— SHORT PROBLEM —
Print the lines of the data listing below verbatim, starting at the line that contains "q: nissan suv" and ending at the line that contains "top-left (139, 450), bottom-right (233, 611)".

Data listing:
>>

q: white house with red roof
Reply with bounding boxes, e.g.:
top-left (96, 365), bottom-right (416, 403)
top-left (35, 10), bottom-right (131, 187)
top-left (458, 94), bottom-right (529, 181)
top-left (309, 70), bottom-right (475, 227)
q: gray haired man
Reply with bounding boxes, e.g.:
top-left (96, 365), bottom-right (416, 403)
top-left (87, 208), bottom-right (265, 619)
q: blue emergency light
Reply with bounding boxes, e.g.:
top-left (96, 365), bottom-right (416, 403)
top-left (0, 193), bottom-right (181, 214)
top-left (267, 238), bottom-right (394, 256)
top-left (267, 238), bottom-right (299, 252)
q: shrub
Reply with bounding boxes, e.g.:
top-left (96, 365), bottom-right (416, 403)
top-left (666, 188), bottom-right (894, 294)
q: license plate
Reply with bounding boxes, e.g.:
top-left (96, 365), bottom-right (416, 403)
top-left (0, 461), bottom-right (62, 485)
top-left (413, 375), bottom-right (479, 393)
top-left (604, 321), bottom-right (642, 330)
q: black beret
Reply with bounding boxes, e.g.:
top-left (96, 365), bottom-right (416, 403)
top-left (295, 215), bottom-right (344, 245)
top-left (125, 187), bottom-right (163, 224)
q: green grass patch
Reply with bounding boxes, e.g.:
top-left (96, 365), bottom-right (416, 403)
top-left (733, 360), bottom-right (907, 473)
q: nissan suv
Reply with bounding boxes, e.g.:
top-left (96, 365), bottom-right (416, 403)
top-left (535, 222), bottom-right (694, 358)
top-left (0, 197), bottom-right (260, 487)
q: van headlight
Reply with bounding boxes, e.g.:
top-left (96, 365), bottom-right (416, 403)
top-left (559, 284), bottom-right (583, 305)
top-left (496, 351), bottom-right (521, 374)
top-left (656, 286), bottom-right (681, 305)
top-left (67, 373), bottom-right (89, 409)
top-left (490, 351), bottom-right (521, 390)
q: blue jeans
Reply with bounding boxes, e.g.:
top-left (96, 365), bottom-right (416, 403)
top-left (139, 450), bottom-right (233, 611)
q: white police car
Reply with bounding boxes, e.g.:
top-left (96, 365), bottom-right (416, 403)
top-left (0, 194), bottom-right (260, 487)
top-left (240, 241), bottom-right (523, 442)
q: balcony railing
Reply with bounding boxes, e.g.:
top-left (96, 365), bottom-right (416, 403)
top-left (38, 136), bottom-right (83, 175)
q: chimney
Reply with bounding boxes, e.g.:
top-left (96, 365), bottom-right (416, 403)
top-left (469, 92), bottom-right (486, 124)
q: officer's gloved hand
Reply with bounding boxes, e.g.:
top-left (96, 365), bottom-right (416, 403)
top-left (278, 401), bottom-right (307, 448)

<<
>>

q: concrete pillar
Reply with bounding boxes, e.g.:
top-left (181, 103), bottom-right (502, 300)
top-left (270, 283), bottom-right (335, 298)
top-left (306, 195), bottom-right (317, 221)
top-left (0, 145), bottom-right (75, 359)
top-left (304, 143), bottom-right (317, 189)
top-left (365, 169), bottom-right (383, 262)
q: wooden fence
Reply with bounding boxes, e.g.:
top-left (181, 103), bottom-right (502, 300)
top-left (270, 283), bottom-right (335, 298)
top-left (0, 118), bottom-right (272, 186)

<<

— TASK SOLUTION —
q: nissan suv
Reply with bounding boxes, e.g.:
top-left (96, 365), bottom-right (416, 403)
top-left (535, 222), bottom-right (694, 358)
top-left (0, 197), bottom-right (260, 487)
q: van headlight
Reply with bounding boxes, e.g.:
top-left (96, 365), bottom-right (416, 403)
top-left (559, 284), bottom-right (583, 305)
top-left (496, 351), bottom-right (521, 374)
top-left (656, 286), bottom-right (681, 305)
top-left (67, 373), bottom-right (89, 409)
top-left (490, 351), bottom-right (521, 390)
q: blue jeans
Reply with bounding boxes, e.g.:
top-left (96, 365), bottom-right (416, 403)
top-left (139, 450), bottom-right (233, 611)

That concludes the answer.